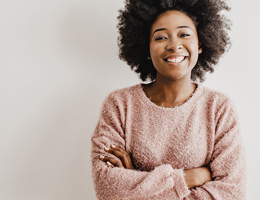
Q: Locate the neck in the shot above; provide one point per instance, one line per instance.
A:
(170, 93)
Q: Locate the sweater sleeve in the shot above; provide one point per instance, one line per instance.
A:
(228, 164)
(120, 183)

========

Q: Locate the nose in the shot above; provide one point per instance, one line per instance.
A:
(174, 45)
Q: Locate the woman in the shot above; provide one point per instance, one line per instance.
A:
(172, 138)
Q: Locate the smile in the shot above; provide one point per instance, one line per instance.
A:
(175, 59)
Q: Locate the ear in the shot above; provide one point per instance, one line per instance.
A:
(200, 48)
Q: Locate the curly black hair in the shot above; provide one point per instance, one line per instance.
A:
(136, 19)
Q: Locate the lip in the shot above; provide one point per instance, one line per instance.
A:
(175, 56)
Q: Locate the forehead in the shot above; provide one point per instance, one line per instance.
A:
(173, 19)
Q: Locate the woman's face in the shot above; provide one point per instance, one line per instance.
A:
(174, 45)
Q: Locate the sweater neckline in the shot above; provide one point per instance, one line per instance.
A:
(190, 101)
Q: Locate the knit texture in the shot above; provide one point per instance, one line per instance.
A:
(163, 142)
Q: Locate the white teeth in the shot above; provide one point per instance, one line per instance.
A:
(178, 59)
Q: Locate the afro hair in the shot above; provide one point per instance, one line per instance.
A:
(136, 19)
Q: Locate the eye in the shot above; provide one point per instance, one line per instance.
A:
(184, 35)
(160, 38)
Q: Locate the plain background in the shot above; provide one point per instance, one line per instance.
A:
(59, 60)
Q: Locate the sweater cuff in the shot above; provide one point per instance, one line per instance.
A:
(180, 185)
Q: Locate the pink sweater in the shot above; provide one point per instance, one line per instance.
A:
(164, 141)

========

- **ASSIGNMENT**: Your answer should be each line from the preceding material in which the word "sweater" occurs.

- **WRITTEN SOLUTION**:
Q: Locate the sweater sleeve in the shot above; provide one point per instance, one line per instance.
Q: Locate the sweater neckline in the shot above; provide one point per instance, one line per instance.
Q: Locate the sweater cuff in the shot above; provide one point per instance, one line per instance.
Q: Locate the pink sweater in the shot above; provide one point per instance, one line per instance.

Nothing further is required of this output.